PAGE TEXT>
──────────

The continent needs to set up inter-disciplinary centres of excellence in areas of science and technology critical to its economic growth and sustainable development, Hassan said in a keynote address at the fourth EuroScience Open Forum, in Turin, yesterday (6 July).

These areas include biotechnology and its applications in agriculture and medicine, information and communication technologies, nanoscience, and the use of space technologies for exploring natural resources and monitoring the environment.

Centres of excellence could promote regional and international collaboration. They could also become innovation hubs that offer affordable technologies to help meet the continent's pressing needs, such as safe drinking water and renewable energy sources, Hassan said.

His main concern is the widening scientific 'knowledge gap' between Africa and the rest of the world. Africa contributes only 0.01 per cent of the world's share of international science publications in science and engineering and very few come from Sub-Saharan Africa, he said.

Other causes of concern include the high rates of brain drain because of poor working conditions and research infrastructure, unfulfilled promises of donor aid, and declining investment in science by national governments.

The centres of excellence could also help boost the capacities of African scientists and of science teachers, whose training should include basic science but also innovative teaching methods that promote independent investigation and problem-solving skills.

──────────

EXTRACTED MATERIAL>

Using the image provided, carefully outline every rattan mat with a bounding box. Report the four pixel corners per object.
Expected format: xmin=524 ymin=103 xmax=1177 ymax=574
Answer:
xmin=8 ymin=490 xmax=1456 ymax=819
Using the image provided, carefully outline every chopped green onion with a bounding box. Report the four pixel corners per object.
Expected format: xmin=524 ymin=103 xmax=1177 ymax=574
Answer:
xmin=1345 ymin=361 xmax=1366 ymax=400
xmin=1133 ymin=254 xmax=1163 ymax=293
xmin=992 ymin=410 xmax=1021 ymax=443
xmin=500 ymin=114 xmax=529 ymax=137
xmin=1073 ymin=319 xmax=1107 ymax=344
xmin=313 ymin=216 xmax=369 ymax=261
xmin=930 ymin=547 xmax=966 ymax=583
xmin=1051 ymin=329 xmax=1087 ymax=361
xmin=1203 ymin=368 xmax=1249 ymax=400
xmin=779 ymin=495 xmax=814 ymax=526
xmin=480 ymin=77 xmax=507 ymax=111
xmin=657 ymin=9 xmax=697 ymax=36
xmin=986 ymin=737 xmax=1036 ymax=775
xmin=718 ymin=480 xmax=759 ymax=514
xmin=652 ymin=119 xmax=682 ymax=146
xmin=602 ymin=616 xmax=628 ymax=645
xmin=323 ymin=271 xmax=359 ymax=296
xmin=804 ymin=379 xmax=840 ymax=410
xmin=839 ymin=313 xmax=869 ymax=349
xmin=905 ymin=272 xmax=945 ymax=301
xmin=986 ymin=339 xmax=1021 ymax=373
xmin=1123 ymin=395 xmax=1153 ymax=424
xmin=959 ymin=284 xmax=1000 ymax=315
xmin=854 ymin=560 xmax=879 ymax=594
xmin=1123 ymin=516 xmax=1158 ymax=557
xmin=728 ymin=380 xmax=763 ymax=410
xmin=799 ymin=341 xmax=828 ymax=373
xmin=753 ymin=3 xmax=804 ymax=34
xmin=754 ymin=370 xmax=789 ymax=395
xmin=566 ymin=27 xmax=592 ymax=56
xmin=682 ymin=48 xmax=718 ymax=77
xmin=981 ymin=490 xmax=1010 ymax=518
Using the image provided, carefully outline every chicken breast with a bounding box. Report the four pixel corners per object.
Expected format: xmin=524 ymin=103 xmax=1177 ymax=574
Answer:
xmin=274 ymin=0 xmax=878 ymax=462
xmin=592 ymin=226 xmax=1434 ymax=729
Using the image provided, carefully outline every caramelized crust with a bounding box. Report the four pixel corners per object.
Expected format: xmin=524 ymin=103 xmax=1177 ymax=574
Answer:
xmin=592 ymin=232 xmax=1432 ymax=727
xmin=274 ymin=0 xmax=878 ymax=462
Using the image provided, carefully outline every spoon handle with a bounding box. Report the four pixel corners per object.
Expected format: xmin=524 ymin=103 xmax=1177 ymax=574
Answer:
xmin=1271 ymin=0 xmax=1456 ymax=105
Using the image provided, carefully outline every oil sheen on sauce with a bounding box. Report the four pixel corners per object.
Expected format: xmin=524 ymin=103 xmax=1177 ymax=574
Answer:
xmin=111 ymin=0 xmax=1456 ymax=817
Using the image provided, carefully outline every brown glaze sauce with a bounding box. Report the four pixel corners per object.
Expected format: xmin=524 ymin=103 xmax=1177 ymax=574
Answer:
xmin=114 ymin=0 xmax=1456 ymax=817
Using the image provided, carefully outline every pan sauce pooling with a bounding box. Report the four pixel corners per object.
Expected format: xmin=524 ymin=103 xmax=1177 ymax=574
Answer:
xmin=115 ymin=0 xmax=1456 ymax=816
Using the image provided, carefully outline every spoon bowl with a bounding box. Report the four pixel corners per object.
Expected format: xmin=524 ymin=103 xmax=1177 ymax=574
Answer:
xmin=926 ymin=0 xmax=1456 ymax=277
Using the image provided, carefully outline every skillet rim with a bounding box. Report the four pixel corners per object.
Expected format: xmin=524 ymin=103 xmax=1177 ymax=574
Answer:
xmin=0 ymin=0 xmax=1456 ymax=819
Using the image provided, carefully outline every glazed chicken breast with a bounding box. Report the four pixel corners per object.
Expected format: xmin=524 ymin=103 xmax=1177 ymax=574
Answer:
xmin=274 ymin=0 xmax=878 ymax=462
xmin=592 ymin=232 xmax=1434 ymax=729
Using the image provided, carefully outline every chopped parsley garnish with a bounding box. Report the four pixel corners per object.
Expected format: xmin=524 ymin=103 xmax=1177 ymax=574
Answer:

──────────

Continue the article on Hassan's call for science centers of excellence in Africa, starting after its final sentence.

Africa needs urgently to revitalise its school and university education systems to develop a pool of skilled scientists in partnership with European universities, said Hassan.

"Each country deserves a top-class research university," he said. But to do this they need to connect research and education systems, set high standards for science education, and attract the best students to science.

He also suggested setting up science academies that foster scientific excellence. Africa accounts for just 17 out of 107 science academies worldwide, although seven of them have been set up recently.

Earlier in the week (3 July), Lidia Brito — director for science policy at UNESCO and the former science minister of Mozambique — told a session on advancing science in developing countries that European scientists need to "research for Africa and with Africa, and not just about Africa".